— What you need to do —
An unaltered copy of every line below is the expected output.

— Entries supplied —

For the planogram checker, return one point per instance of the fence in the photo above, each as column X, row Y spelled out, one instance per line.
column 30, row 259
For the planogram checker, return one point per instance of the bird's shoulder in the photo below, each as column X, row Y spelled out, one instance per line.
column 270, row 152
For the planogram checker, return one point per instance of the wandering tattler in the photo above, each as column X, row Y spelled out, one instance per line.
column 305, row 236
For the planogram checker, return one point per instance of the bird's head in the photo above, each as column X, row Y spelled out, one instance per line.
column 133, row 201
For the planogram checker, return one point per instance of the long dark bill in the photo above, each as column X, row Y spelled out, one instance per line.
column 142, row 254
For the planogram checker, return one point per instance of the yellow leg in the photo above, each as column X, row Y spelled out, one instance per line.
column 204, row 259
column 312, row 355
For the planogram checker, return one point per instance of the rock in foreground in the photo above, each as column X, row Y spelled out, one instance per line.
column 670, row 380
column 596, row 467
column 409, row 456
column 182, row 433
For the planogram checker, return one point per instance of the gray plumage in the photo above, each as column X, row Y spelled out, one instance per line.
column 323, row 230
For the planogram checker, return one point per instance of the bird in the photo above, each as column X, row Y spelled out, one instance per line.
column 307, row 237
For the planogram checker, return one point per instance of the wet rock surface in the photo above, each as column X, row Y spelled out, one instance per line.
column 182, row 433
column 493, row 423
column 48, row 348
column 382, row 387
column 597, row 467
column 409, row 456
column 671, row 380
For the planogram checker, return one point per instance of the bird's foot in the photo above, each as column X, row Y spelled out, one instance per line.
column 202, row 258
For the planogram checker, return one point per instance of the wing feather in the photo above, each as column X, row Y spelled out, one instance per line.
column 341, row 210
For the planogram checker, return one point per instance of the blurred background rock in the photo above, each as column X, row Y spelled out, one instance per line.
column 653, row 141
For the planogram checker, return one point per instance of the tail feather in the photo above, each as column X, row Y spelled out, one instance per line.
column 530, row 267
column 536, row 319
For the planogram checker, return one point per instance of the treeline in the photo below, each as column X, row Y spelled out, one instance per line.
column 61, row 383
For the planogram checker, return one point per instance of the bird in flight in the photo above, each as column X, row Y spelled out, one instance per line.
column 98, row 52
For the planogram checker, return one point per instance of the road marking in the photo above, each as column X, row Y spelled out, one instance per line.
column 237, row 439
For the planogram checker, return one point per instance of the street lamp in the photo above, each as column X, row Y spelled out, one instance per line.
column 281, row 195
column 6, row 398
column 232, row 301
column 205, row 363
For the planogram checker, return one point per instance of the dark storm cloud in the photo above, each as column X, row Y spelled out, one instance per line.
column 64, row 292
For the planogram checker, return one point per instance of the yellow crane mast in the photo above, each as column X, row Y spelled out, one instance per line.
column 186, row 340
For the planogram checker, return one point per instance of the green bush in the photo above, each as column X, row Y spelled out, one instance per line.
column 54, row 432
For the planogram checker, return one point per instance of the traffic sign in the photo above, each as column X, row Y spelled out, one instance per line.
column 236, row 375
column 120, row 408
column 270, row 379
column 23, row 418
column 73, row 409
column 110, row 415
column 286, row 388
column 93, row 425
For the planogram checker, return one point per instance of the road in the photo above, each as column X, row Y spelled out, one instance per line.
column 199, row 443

— Written solution —
For the planogram checker, return one point per instance of the fence in the photo above, each as column X, row Y spelled out, one instance per line.
column 30, row 259
For the planogram checker, return one point per instance of the bird's shoulder in the photo below, each as column X, row Y spelled out, one instance per line.
column 270, row 152
For the planogram checker, return one point per instance of the wandering tattler in the photo above, each as column X, row Y spelled out, one instance per line.
column 305, row 236
For the planogram checker, return one point per instance of the bird's head in the photo above, each as column X, row Y spelled out, one instance per line.
column 133, row 201
For the planogram checker, return one point per instance of the long dark bill in the photo above, each as column X, row Y spelled out, one instance per line.
column 142, row 254
For the planogram checker, return one point per instance of the yellow leg in the photo above, each as column X, row Y spelled out, one instance per line.
column 204, row 259
column 312, row 355
For the planogram checker, return one point per instance of the rock in foreground in the photo above, each as column X, row Y spelled out, one instance per line.
column 670, row 380
column 596, row 467
column 409, row 456
column 182, row 433
For the planogram checker, return one point per instance of the gray plumage in the photo above, each as column X, row Y spelled out, one instance per line.
column 323, row 230
For the planogram checker, return one point per instance of the bird in the photo above, each as column X, row Y spelled out, one instance per line.
column 307, row 237
For the planogram checker, return one point per instance of the wet rock surface in the photo above, each as column X, row Y spelled out, one instance per line.
column 182, row 433
column 493, row 423
column 48, row 348
column 382, row 387
column 597, row 467
column 409, row 456
column 671, row 380
For the planogram checker, return one point per instance of the bird's foot in the photo above, each as column X, row Y spelled out, one instance per line.
column 202, row 258
For the planogram checker, return one point per instance of the wing feather in the photo above, each as column X, row Y spelled out, one instance per line.
column 341, row 210
For the planogram checker, return one point per instance of the blurred background rock in the photo above, each as column X, row Y spelled out, one instance per line.
column 653, row 141
For the planogram checker, return one point per instance of the tail feather in the photo above, each as column X, row Y spelled out, one instance per line.
column 530, row 267
column 536, row 319
For the planogram checker, return one point per instance of the treeline in the photo below, each as column X, row Y spelled out, one instance per line.
column 61, row 383
For the planogram checker, return one point per instance of the bird in flight in the photo above, each as column X, row Y spelled out, one instance per line.
column 98, row 52
For the planogram checker, return one point per instance of the road marking in the photo above, each as column X, row Y spelled out, one instance per line.
column 237, row 439
For the planogram checker, return one point per instance of the street lamp in the photo above, each as column X, row Y spelled out, one instance per line.
column 281, row 195
column 6, row 398
column 232, row 301
column 205, row 363
For the planogram checker, return one point per instance of the dark storm cloud in the photo above, each as column X, row Y spelled out, one instance per line.
column 64, row 292
For the planogram checker, return one point per instance of the yellow crane mast in the photo above, each as column X, row Y spelled out, one instance per line.
column 186, row 340
For the planogram checker, return one point per instance of the green bush in the photo above, each as column X, row Y spelled out, one instance per line.
column 54, row 432
For the planogram checker, return one point per instance of the traffic sign in the photo above, each as column X, row Y spelled out, one instance per line.
column 236, row 375
column 120, row 408
column 270, row 379
column 23, row 418
column 73, row 409
column 110, row 415
column 286, row 388
column 93, row 425
For the planogram checker, return one point per instance of the road in the photo above, each as column X, row Y spelled out, one instance per line.
column 199, row 443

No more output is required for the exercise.